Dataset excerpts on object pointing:
-- -- --
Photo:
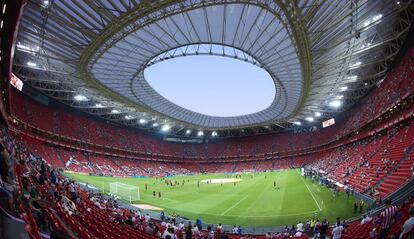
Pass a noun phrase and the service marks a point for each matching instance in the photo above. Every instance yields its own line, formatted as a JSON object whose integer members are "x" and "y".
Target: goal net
{"x": 124, "y": 191}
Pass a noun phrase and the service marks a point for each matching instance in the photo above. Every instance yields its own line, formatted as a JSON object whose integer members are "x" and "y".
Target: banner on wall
{"x": 16, "y": 82}
{"x": 328, "y": 122}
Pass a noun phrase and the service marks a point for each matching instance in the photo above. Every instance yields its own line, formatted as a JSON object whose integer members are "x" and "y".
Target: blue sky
{"x": 212, "y": 85}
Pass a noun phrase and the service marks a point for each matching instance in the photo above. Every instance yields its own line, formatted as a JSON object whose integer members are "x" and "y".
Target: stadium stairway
{"x": 59, "y": 156}
{"x": 401, "y": 173}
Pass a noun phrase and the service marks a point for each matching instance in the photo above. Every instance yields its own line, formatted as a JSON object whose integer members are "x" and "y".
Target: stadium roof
{"x": 91, "y": 55}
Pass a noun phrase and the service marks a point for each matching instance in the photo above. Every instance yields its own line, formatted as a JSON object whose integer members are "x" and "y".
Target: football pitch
{"x": 253, "y": 201}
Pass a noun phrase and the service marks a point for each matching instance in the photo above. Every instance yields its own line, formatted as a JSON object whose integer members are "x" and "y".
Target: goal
{"x": 124, "y": 191}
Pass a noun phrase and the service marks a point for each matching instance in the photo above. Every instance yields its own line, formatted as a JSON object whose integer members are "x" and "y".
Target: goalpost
{"x": 124, "y": 191}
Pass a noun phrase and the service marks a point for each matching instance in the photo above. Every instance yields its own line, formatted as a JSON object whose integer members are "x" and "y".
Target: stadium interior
{"x": 90, "y": 149}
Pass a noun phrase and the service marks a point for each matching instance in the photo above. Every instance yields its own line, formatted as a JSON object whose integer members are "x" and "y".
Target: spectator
{"x": 408, "y": 224}
{"x": 387, "y": 218}
{"x": 337, "y": 231}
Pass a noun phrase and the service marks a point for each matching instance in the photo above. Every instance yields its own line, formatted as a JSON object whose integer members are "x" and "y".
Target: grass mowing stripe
{"x": 228, "y": 209}
{"x": 265, "y": 206}
{"x": 317, "y": 204}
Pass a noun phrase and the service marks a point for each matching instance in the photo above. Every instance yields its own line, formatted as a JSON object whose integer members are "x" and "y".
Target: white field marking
{"x": 228, "y": 209}
{"x": 317, "y": 204}
{"x": 275, "y": 215}
{"x": 222, "y": 180}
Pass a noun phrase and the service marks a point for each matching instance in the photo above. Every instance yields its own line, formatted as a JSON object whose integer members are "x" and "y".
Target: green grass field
{"x": 252, "y": 202}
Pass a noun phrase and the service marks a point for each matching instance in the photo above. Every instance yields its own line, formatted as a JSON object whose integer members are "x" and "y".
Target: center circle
{"x": 212, "y": 85}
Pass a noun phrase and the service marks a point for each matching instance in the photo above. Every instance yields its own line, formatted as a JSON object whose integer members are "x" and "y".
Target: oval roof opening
{"x": 212, "y": 85}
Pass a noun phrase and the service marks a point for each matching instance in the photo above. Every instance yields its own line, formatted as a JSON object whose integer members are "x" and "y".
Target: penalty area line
{"x": 228, "y": 209}
{"x": 314, "y": 199}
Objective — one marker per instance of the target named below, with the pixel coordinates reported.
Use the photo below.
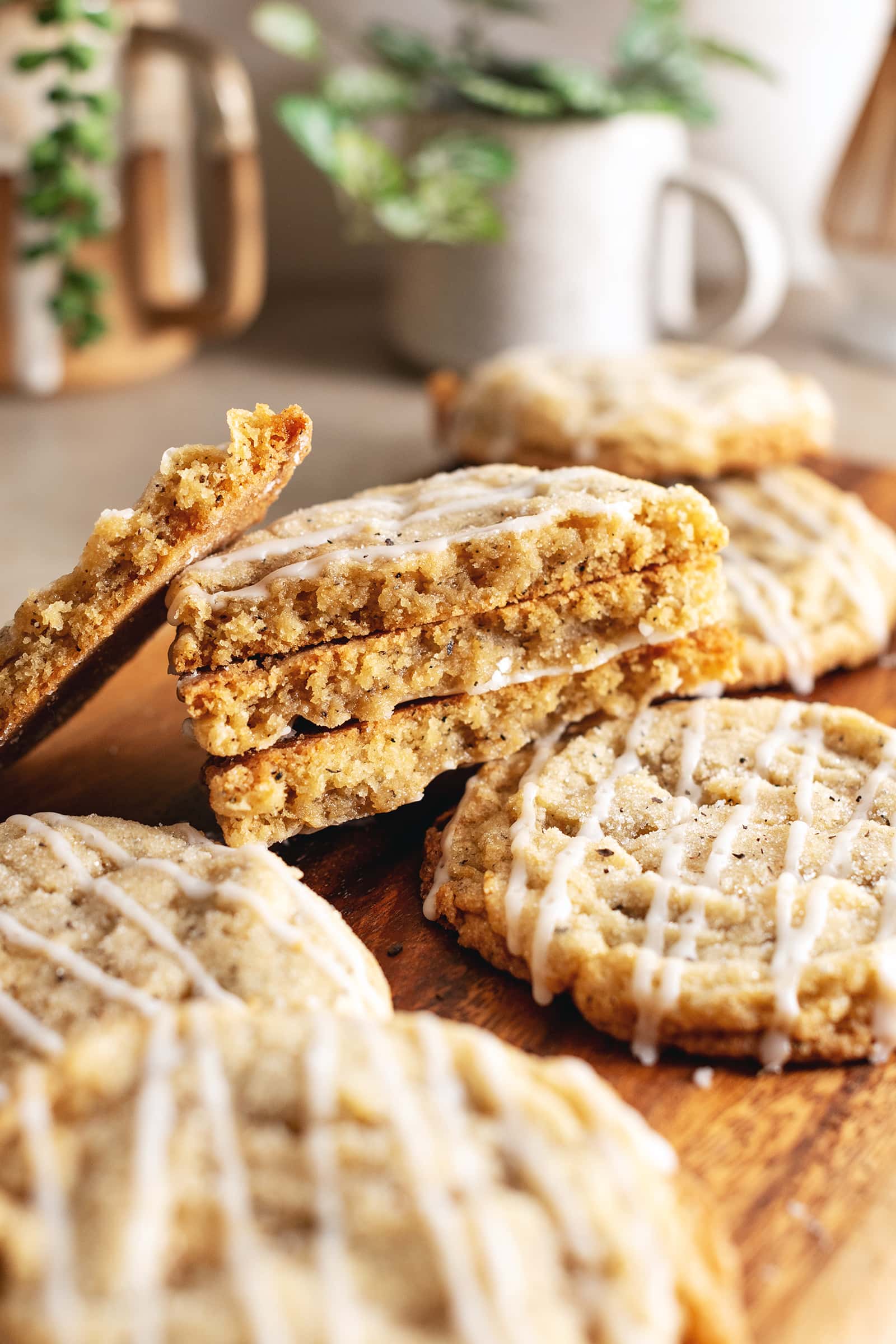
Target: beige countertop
(62, 461)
-- -- --
Transcribe the whole listing exactly. Pictures are excluded.

→ Result:
Photo:
Pass a noun phrase and the service marks a point for each matching instance in the photo above. Every instance yields its own line, formatted as a JSON object whose integer members are "x" and "y".
Target: goal net
{"x": 124, "y": 191}
Pass a noun phrase and the service marks a point for each matching instance in the photo above. Every instance yields its own line, formatted as a JSON object whose integer members are "x" and "y".
Target: banner on wall
{"x": 16, "y": 82}
{"x": 328, "y": 122}
Pass a noun phrase and the service marks a point for each matching instance in the photo above. Every instance yields its own line, formatted as a JSON object whose integer members are "x" and "y".
Target: blue sky
{"x": 212, "y": 85}
Pass a noun phrase and the service marks a point for each matching instance in the photo above. Every instance yields its own line, formatted as a JSON object whose integer members are "x" and "y".
Target: stadium stairway
{"x": 59, "y": 156}
{"x": 401, "y": 173}
Pass a noun phrase and the service marks a point for each matching instance in the photo above. Every instance yields its own line, formatted as a JSON object whose integer members are "x" and "y".
Target: stadium roof
{"x": 91, "y": 55}
Pass a noun phrase and the service marks a point for each matching instance in the photo above. Every instance yields its own line, formatted as a JSON object whose integer members are "x" and "y".
Target: football pitch
{"x": 253, "y": 201}
Pass a noun phrase and the service marks a point for each matching instance in the photo above. Every instance yields its own line, formatted as a JSON object whose integer members are "x" and "y".
Target: goal
{"x": 124, "y": 191}
Pass a noun phrase and the service marks a point for each matching instance in the photo above. Every instance yields its own line, formatted as a JSON object whose integer members are "x" and "y".
Target: goalpost
{"x": 124, "y": 191}
Pass a noun phrase and the service marks a point for each matching instance in the photo above. Every instance yields its own line, formatted as a JSON object whose integer members are "x" and "y".
Target: stadium interior
{"x": 90, "y": 149}
Pass a noun phrase and the service marks a point for each matching instance in the photo above. Every instance yields its own line, formatted as a JSON object whose integer members are "x" and "y".
Target: spectator
{"x": 408, "y": 224}
{"x": 387, "y": 218}
{"x": 337, "y": 231}
Pass a noun phrase and the service marks a point for each matching instance in the photo above. Every instance yields its own line, formatted as a JSON object whose integer members are "x" and "y".
Target: grass mowing stripe
{"x": 228, "y": 209}
{"x": 265, "y": 206}
{"x": 317, "y": 204}
Pass a noun phrase and the service marks a point for each matching instance in the photo above. Every instance yields its own line, formatted as a JSON object whose integer members are "x" and "y".
Target: white field marking
{"x": 228, "y": 209}
{"x": 317, "y": 204}
{"x": 275, "y": 215}
{"x": 222, "y": 180}
Pass a noun phrase and the service marks a point for each matching instance in the photo above. Every instance yields its own line, formatted as a JSON object whose integer members are "x" and "y".
Target: green grass field
{"x": 252, "y": 202}
Pass a noun phrase and the service marks a point for each matching instance in the photo above. Every instance yields its own line, formatted as a JSON object whose integer members are "x" and "y".
Target: center circle
{"x": 212, "y": 85}
Pass a noun phrase and the service marks a point for each matching instance in the photo above. Every instance yields its own line, formatted as a JSON object whose integer members are "x" and "y".
Target: oval roof opening
{"x": 212, "y": 85}
Pass a noun phrase and the service marks a point for each matching instance in the photo above. Every instance yields its own line, formatted as a JSON object whose integer members are "x" and "y".
Target: penalty area line
{"x": 228, "y": 209}
{"x": 314, "y": 199}
Objective — one marker per instance of the target named below, with the pixel coordinates reported.
Use the photo below.
Target: beige countertop
(62, 461)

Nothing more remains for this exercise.